L'entreprise de transports Le Divenah, fondée en 1957 à Pluvigner, voyait 80% de son activité basée sur le transport scolaire, essentiellement sur le triangle Auray-Vannes-Pluvigner. Elle employait 35 personnes basées sur les communes de Landaol, Brec'h et Pluvigner ; Cette entreprise était saine. Trop, sans doute pour certains. Tout celà appartient désormais au passé à la suite d'un vote majoritaire des nouveaux conseillers départementaux (19 voix pour, 4 contre) qui viennent de confier au groupement Keolis, filiale de la SNCF, cette activité avec pour conséquences la mise au chômage de 10 employés, le reste (les chauffeurs) étant transférables. Ces derniers devront dorénavant, pour la majorité, se rendre à Vannes pour prendre leur service.
Comment en est-on arrivé à ces absurdités ? C'est là tout le mystère de la commission des marchés, présidée par le conseiller de Quiberon Gérard Pierre, qui a donné la préférence à Keolis à la suite d'une négociation étalée sur 12 jours permettant à cette dernière société d'abaisser ses prix de 0,2% (4.500euro) par rapport à son concurrent. On peut légitimement se poser la question si l'élue, contrairement aux règles en ce genre d'affaire, n'a pas eu connaissance entretemps de l'offre de l'entreprise bretonne ?
Keolis est une filiale de la SNCF qui depuis quelques années fait le forcing pour élargir son réseau en Bretagne. Elle est déjà implantée sur Quiberon-Karnag et dans d'autres régions de la péninsule. Est-ce un hasard ? Ou n'est ce pas plutôt la résultante du déficit colossal de cette même SNCF qui vient d'atteindre près de 12 milliards pour l'année 2015. Sa dépréciation se monte à 2,5 milliards pour SNCF Mobilités (TGV et gares) et 9,5 milliards pour SNCF Réseau (voies ferrées). Ce déficit a entraîné le départ en février dernier de Jacques Rapoport président de SNCF Réseau faute d'avoir obtenu du gouvernement Hollande des assurances financières suffisantes pour non seulement la remise à niveau des lignes mais aussi terminer les nouvelles lignes TGV (Tours-Bordeaux, déjà prévue comme déficitaire) ou en projet (Lyon-Turin). Outre l'enveloppe annuelle de 2,5 milliards versés par l'Etat, la compagnie ferroviaire attend toujours la confirmation d'engagement de ce dernier sur 10 ans. On a là un bel exemple de la façon calamiteuse* dont ce même Etat, au travers de hauts fonctionnaires irresponsables**, gère des entreprises publiques. Dans ce contexte plus que tendu, la SNCF fait pourtant des bénéfices au travers de sa filiale KEOLIS, bénéfices réalisés essentiellement en dehors de l'hexagone. On comprend bien que pour la compagnie ferroviaire il n'y a pas de petits recettes et que toute entreprise dont le marché est stable est bonne à mettre dans son escarcelle. Et quoi de plus stable qu'un réseau de ramassage scolaire ?
====
TRAVAIL À FAIRE:
1. Réécrivez sous forme de liste le paragraphe du texte qui commence par « L'entreprise de transports Le Divenah », en conservant ses faits principaux.
2. Recopiez fidèlement le passage du texte qui débute par « Comment en est-on » et se poursuit jusqu'à « l'entreprise bretonne ? ».
3. Dites si chacune des affirmations suivantes concorde avec le texte. Répondez par oui ou par non, en citant les mots du texte qui tranchent.
(a) La commission des marchés est présidée par le conseiller de Quiberon Gérard Pierre.
(b) Keolis a abaissé ses prix de 2 % par rapport à son concurrent.
(c) Les bénéfices de Keolis sont réalisés essentiellement en France.

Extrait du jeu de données
====
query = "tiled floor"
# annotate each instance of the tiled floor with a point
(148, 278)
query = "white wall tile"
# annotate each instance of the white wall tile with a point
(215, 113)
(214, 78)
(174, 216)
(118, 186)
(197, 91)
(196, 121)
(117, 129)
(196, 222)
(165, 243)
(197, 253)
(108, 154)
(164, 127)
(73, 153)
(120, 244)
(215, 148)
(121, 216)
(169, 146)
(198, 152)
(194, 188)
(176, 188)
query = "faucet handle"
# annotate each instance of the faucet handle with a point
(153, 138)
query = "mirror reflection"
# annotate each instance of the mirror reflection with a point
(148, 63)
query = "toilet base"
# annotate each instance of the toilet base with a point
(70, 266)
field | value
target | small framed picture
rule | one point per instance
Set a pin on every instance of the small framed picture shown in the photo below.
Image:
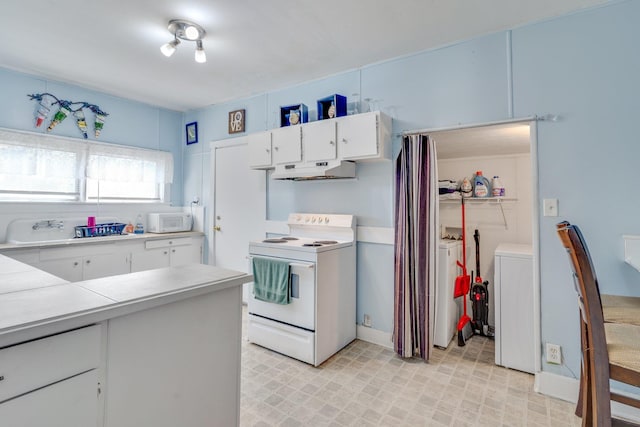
(236, 121)
(192, 132)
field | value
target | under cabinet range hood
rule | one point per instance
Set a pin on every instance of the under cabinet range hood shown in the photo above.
(330, 169)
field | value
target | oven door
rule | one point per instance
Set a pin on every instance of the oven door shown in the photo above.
(300, 311)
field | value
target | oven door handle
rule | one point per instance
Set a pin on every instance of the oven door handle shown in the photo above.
(293, 264)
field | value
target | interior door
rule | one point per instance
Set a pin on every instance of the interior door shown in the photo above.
(239, 211)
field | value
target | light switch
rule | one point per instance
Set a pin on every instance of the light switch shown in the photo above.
(550, 207)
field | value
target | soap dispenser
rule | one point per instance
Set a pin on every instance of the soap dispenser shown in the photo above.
(139, 228)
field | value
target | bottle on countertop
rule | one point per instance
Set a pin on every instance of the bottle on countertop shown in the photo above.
(466, 188)
(480, 185)
(497, 189)
(139, 228)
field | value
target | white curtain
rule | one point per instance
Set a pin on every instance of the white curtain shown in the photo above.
(114, 163)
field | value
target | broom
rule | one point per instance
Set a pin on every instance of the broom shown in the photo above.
(461, 288)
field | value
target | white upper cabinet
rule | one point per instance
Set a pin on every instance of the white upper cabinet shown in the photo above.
(319, 140)
(364, 137)
(287, 144)
(359, 137)
(259, 150)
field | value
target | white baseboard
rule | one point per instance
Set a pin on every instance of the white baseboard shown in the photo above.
(374, 336)
(566, 388)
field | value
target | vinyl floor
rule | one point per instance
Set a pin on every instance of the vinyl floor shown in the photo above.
(369, 385)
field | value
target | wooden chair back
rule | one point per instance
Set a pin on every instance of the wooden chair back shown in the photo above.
(595, 394)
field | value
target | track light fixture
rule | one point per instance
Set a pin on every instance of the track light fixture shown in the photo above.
(185, 30)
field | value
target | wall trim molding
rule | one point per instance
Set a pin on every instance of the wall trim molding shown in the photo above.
(566, 388)
(374, 336)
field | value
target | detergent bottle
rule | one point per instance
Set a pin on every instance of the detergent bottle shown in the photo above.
(480, 185)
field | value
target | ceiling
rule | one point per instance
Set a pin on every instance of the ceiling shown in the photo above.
(252, 46)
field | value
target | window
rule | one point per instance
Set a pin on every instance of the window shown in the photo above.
(36, 167)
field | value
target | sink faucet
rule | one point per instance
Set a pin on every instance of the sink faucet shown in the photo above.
(50, 223)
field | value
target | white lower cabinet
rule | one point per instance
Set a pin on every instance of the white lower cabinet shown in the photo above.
(177, 364)
(79, 262)
(75, 269)
(167, 253)
(52, 381)
(69, 403)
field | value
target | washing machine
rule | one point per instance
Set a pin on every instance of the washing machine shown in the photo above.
(447, 312)
(514, 293)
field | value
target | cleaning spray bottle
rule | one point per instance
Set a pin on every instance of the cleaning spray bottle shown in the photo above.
(480, 185)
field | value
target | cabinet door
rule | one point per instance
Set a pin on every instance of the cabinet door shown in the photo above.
(259, 150)
(358, 136)
(319, 140)
(105, 265)
(66, 268)
(69, 403)
(182, 255)
(150, 259)
(287, 144)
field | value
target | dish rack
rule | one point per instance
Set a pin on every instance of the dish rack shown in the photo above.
(108, 229)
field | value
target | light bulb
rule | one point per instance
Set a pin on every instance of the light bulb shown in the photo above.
(168, 49)
(201, 57)
(191, 32)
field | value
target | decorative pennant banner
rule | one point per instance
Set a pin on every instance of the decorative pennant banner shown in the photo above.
(46, 101)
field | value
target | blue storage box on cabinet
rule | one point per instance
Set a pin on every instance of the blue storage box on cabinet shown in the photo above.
(293, 115)
(332, 106)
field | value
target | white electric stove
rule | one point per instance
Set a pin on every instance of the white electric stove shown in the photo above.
(321, 318)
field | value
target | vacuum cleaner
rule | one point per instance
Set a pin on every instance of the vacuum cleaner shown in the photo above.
(480, 298)
(461, 289)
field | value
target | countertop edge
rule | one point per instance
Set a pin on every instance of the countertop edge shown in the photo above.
(52, 325)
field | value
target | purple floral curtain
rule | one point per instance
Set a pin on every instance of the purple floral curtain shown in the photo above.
(416, 214)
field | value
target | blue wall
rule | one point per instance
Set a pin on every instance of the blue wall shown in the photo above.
(129, 122)
(583, 67)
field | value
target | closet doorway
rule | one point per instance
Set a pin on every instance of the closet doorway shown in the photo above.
(507, 150)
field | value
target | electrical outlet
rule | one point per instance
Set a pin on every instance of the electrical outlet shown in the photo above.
(550, 207)
(366, 321)
(554, 354)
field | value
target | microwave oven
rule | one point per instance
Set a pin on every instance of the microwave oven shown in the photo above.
(169, 222)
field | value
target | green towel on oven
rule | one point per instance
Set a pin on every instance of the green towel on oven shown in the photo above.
(271, 280)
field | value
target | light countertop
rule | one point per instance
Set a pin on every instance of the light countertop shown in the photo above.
(100, 239)
(31, 299)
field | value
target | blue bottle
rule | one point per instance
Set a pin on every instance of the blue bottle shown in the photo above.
(481, 186)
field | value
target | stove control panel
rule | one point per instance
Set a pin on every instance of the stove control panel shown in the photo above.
(334, 220)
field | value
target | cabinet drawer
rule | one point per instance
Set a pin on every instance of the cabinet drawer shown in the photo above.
(69, 403)
(165, 243)
(34, 364)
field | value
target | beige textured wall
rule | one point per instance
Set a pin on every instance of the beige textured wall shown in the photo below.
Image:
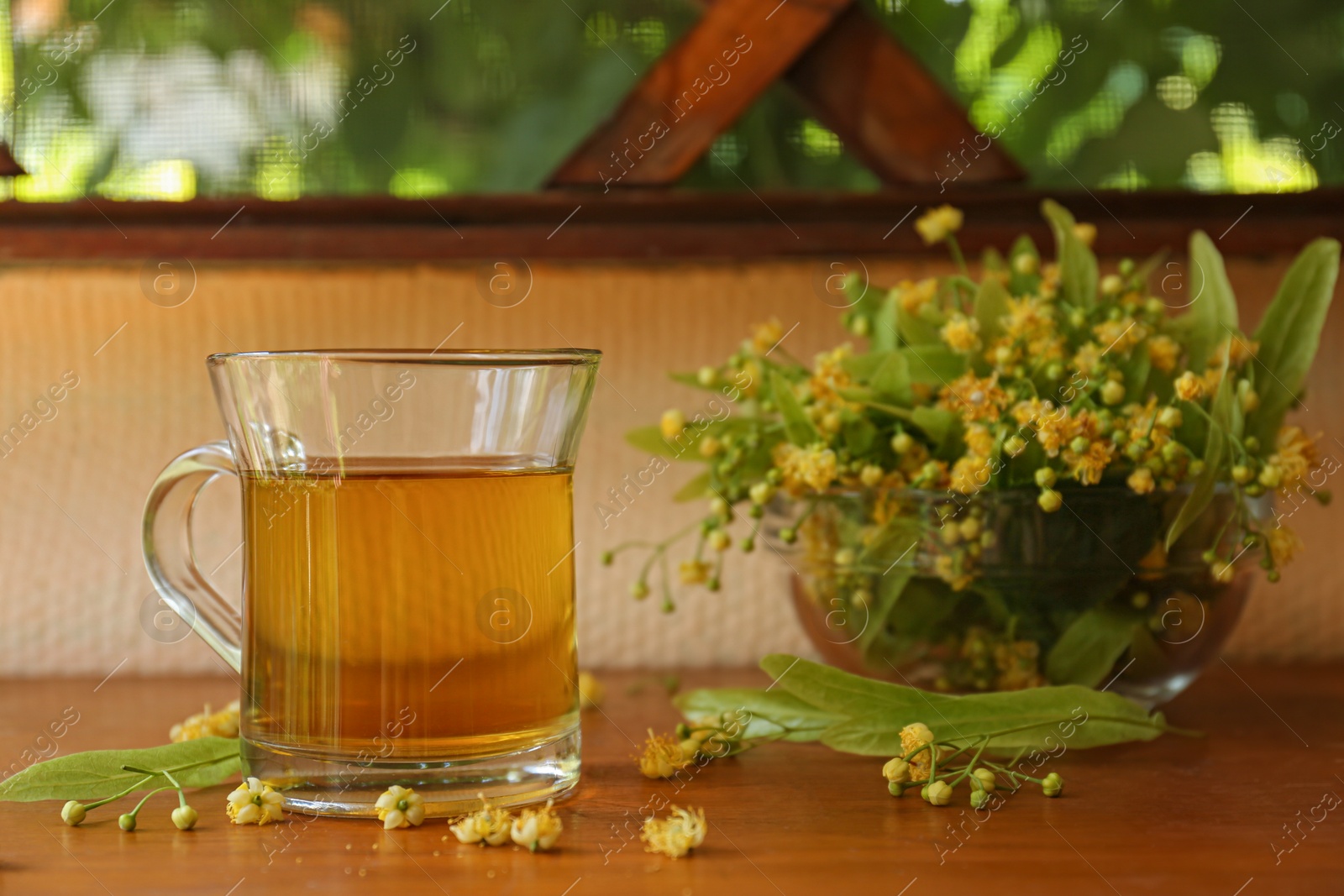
(71, 580)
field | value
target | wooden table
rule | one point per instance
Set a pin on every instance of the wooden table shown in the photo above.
(1175, 815)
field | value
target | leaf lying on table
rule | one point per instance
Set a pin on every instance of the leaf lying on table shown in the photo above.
(851, 714)
(97, 774)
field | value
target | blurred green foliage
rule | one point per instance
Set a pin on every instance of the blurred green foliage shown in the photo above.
(286, 98)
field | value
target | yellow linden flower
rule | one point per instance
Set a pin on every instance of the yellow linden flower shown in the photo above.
(1142, 481)
(971, 473)
(663, 757)
(938, 223)
(979, 439)
(692, 571)
(911, 738)
(812, 468)
(960, 333)
(1296, 456)
(1088, 466)
(1163, 351)
(916, 296)
(672, 423)
(1189, 387)
(974, 398)
(676, 835)
(255, 802)
(537, 828)
(400, 808)
(1284, 544)
(207, 725)
(490, 825)
(766, 336)
(1027, 317)
(830, 376)
(591, 692)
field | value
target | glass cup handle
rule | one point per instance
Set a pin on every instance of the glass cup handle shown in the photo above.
(171, 557)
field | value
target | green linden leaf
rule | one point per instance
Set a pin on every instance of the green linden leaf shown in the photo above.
====
CORRIGÉ DES EXERCICES:
1.
- L'entreprise de transports Le Divenah a été fondée en 1957 à Pluvigner.
- Le transport scolaire représentait 80 % de son activité, surtout sur le triangle Auray-Vannes-Pluvigner.
- Elle employait 35 personnes, basées à Landaol, Brec'h et Pluvigner, et c'était une entreprise saine.
- Les nouveaux conseillers départementaux ont voté (19 voix pour, 4 contre) pour confier cette activité à Keolis, filiale de la SNCF.
- Ce vote entraîne la mise au chômage de 10 employés, tandis que les chauffeurs sont transférables.
- La plupart des chauffeurs devront désormais prendre leur service à Vannes.

2.
Comment en est-on arrivé à ces absurdités ? C'est là tout le mystère de la commission des marchés, présidée par le conseiller de Quiberon Gérard Pierre, qui a donné la préférence à Keolis à la suite d'une négociation étalée sur 12 jours permettant à cette dernière société d'abaisser ses prix de 0,2% (4.500euro) par rapport à son concurrent. On peut légitimement se poser la question si l'élue, contrairement aux règles en ce genre d'affaire, n'a pas eu connaissance entretemps de l'offre de l'entreprise bretonne ?

3.
(a) Oui : « présidée par le conseiller de Quiberon Gérard Pierre ».
(b) Non : « abaisser ses prix de 0,2% (4.500euro) par rapport à son concurrent ».
(c) Non : « bénéfices réalisés essentiellement en dehors de l'hexagone ».